■ PASSAGE SHOWN:
..........

The CEO added, “This assessment includes evaluating the impact of the moratorium on the bank’s portfolio and potential credit risks. To maintain financial stability, BDBL set aside provisions and reserves to cover potential losses resulting from the moratorium. Adequate provisioning ensures that the bank has sufficient capital to absorb losses and maintain its capital adequacy ratios as per regulatory requirements.”
“Even during the moratorium, BDBL would continue to adhere to prudent underwriting standards when granting new loans to ensure that credit risks are adequately assessed for new borrowers. This prevents the accumulation of additional risky assets in the portfolio. Diversifying the loan portfolio across various sectors and industries helps mitigate concentration risk. A well-diversified portfolio is less vulnerable to economic shocks affecting specific sectors,” she further said.
BDBL developed plans and framework for the post-moratorium period to manage loan recovery through restructuring, rescheduling, or negotiation with non-willful borrowers who faced financial difficulties during the moratorium and litigation for willful defaulters.

..........

■ MATERIAL PROVIDED:
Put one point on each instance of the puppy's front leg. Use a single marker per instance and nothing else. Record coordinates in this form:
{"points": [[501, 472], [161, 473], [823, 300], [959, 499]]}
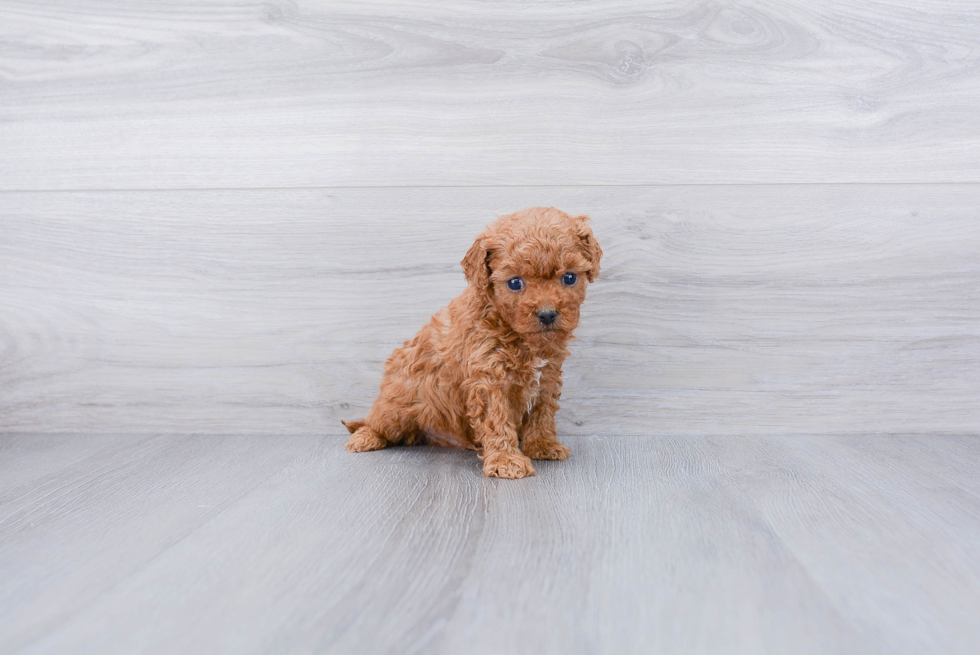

..........

■ TASKS TO COMPLETE:
A) Return the stretch of the BDBL moratorium passage from "BDBL developed plans" through "for willful defaulters.", copied word for word.
B) Please write the next part of the BDBL moratorium passage, picking up after its final sentence.

■ EXPECTED OUTPUTS:
A)
BDBL developed plans and framework for the post-moratorium period to manage loan recovery through restructuring, rescheduling, or negotiation with non-willful borrowers who faced financial difficulties during the moratorium and litigation for willful defaulters.

B)
While the loan moratorium is in effect, the bank has implemented measures primarily aimed at addressing the Non-Performing Loans (NPLs), and has established various prudent systems to prevent a recurrence of similar issues after the moratorium ends. As part of these measures, the bank has introduced a pre-screening process for loan applications before they undergo a comprehensive appraisal upon onboarding.
BDBL operates with 35 branches, 27 Gewog Field Office (GFO) and Farmers Outreach Banking (FOB) services across the country with total of 542 employees.
Now as the bank is relatively doing good, there are talks of pay hike for its employees as well.